_Instructions to follow:_ From the line with "parked car?" through the line with "arched window?", inclusive, return each line of the data below exactly and leave the rest out.

_Supplied data:_
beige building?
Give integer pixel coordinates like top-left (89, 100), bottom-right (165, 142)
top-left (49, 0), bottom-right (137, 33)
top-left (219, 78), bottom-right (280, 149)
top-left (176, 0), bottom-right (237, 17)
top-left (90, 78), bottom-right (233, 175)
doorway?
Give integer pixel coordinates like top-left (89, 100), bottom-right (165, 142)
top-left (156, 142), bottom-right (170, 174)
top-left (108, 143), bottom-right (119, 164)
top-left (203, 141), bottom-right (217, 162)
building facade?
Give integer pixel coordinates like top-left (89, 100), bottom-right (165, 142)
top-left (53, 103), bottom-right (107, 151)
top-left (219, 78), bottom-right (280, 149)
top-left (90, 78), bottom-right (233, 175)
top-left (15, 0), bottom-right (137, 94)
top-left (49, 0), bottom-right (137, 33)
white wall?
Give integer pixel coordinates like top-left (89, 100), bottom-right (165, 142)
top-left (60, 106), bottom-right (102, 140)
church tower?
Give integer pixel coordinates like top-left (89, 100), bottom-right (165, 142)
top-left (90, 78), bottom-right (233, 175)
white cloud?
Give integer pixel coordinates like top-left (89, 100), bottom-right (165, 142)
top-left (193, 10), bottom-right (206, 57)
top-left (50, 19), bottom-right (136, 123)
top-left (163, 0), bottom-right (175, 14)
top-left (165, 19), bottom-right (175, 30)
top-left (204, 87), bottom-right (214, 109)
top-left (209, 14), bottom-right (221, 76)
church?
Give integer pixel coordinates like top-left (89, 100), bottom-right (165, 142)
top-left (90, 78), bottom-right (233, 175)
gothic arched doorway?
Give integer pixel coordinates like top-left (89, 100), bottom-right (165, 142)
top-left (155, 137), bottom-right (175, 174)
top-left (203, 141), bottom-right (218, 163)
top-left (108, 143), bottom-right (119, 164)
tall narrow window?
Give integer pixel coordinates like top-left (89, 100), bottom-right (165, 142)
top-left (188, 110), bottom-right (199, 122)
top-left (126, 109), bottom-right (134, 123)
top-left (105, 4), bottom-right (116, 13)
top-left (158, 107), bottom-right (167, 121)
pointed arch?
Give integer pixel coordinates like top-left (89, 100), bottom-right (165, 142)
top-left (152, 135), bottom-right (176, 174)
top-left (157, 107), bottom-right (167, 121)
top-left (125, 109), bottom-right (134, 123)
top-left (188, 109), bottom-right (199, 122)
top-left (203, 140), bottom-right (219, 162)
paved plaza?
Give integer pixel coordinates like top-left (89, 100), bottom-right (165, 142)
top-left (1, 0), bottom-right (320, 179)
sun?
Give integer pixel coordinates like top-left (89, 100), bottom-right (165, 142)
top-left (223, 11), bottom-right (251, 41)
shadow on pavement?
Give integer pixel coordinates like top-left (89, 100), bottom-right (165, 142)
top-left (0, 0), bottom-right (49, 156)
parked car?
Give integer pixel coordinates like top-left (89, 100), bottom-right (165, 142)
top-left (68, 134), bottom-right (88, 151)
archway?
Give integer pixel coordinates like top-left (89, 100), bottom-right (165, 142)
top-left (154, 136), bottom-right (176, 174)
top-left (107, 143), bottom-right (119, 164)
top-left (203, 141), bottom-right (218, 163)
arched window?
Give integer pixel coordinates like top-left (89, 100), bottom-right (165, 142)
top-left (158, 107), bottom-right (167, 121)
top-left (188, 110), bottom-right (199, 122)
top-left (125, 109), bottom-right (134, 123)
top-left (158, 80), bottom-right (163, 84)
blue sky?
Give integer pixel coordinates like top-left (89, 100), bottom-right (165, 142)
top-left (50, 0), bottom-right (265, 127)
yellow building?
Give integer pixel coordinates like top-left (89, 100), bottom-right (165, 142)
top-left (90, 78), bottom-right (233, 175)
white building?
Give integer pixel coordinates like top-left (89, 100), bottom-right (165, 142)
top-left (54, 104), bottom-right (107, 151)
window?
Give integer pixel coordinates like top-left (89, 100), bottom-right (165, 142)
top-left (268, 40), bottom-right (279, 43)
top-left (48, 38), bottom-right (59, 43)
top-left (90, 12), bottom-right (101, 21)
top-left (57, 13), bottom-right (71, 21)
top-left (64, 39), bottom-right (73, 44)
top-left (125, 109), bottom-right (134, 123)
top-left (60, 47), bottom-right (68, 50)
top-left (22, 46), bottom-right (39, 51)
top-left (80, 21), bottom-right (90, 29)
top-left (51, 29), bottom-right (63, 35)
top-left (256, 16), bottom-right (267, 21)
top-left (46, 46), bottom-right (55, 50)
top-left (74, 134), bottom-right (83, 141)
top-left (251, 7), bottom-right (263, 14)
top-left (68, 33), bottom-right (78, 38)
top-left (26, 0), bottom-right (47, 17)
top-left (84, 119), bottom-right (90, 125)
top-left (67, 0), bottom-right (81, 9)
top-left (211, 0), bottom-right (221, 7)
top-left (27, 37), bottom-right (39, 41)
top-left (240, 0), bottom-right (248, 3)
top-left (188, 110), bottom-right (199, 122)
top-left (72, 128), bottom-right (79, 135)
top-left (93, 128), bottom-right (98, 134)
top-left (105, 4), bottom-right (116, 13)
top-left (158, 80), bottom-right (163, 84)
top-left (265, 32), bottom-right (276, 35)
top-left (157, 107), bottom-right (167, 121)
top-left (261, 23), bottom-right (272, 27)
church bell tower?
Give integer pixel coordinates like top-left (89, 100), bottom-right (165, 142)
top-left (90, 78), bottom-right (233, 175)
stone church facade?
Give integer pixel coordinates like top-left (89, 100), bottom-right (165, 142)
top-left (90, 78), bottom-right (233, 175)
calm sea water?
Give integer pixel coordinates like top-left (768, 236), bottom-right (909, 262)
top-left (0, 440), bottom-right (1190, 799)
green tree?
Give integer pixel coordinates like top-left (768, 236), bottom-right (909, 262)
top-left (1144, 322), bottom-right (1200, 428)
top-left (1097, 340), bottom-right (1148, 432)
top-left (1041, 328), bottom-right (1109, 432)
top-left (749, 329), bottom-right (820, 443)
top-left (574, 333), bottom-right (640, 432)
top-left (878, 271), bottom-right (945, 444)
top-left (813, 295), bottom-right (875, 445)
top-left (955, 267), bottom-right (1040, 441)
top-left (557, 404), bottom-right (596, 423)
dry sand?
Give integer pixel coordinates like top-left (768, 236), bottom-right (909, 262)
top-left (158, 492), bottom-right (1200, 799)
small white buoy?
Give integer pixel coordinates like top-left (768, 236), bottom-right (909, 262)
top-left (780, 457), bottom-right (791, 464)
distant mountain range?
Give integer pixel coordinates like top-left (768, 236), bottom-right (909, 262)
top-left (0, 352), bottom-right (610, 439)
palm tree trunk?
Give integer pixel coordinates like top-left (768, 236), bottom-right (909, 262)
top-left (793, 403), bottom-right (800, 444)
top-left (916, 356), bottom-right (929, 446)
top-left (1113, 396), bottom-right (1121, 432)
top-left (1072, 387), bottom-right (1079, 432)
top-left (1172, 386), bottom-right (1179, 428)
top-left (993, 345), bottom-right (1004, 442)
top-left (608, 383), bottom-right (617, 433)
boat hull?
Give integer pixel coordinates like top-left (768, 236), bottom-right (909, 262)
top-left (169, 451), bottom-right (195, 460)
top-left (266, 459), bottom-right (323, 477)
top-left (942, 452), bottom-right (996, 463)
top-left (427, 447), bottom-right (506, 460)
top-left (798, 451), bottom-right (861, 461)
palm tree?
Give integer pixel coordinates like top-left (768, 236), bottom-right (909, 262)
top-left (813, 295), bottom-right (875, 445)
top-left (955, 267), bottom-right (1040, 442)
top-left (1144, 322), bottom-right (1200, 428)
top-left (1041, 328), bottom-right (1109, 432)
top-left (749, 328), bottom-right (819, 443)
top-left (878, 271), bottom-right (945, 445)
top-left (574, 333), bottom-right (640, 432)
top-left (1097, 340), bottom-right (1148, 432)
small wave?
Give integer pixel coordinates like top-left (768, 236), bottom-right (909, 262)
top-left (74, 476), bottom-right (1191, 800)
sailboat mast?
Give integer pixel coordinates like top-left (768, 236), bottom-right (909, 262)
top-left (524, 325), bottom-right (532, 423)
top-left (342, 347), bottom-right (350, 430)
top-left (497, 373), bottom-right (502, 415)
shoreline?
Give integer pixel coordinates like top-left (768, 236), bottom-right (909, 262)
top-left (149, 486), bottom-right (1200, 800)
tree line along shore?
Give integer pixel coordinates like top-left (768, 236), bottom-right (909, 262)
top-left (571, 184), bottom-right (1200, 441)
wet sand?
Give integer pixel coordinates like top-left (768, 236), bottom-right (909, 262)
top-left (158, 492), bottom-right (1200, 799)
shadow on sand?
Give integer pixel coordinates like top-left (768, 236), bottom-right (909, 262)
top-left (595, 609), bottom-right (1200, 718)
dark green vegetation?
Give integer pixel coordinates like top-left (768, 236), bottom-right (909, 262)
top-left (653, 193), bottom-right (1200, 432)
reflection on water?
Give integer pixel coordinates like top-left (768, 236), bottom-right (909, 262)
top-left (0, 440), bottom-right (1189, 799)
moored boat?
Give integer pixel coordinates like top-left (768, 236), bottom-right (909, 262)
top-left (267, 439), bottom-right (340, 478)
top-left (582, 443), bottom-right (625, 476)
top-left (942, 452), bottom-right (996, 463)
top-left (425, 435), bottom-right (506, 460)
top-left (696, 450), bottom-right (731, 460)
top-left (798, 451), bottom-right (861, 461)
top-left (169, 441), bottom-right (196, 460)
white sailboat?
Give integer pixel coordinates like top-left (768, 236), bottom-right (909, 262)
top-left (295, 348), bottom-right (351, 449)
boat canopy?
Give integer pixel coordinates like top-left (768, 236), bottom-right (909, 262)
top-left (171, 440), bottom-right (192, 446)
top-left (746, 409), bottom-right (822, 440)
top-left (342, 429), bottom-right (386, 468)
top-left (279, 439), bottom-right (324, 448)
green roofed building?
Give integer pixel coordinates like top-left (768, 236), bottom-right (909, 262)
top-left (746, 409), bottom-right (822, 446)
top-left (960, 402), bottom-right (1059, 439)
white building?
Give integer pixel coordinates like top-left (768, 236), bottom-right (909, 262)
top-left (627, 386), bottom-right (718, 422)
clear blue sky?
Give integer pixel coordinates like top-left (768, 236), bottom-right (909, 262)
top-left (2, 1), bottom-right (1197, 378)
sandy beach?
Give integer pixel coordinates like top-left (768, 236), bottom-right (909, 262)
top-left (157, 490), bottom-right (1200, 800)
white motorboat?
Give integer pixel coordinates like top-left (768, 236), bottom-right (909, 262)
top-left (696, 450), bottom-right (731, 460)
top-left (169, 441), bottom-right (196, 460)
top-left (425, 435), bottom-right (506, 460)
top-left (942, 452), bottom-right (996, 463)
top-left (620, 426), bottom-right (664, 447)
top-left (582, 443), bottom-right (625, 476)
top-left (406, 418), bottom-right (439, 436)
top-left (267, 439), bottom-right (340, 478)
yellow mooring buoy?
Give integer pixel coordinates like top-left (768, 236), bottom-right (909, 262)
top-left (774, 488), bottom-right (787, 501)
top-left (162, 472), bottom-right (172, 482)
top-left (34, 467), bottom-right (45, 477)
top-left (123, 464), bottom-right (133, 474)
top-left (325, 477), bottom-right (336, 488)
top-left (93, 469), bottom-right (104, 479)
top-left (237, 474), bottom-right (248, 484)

_Exercise solution:_
parked car?
Give integer pixel coordinates like top-left (89, 100), bottom-right (165, 142)
top-left (68, 134), bottom-right (88, 151)
archway?
Give integer pixel coordinates like top-left (89, 100), bottom-right (165, 142)
top-left (154, 136), bottom-right (176, 174)
top-left (107, 143), bottom-right (119, 164)
top-left (203, 141), bottom-right (218, 163)
arched window?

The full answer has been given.